[Collected data]
++++++++++

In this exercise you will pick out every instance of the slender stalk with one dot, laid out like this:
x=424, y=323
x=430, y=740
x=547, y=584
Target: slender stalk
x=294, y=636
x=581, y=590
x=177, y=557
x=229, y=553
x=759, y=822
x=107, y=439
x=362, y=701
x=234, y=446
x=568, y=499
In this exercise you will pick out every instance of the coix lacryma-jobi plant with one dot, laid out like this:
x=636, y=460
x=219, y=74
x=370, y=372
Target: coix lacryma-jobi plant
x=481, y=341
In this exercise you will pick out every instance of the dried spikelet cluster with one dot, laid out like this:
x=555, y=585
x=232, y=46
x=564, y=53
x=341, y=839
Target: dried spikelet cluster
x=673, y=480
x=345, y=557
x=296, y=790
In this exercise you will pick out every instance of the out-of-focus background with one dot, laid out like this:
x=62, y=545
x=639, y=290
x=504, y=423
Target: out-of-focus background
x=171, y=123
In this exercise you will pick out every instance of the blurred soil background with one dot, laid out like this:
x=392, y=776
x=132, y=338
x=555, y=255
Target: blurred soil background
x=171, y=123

++++++++++

• What to produce
Starting at the line that contains "of the blurred" and continuing through the end of the items, write every line out again, requests included, and shift each answer coordinate by -70. Leave the requests and their sample coordinates unchanged.

• Exercise response
In this exercise you will pick out every instance of the blurred soil background with one dot, laid out like this:
x=392, y=776
x=132, y=338
x=555, y=255
Target: blurred soil background
x=101, y=53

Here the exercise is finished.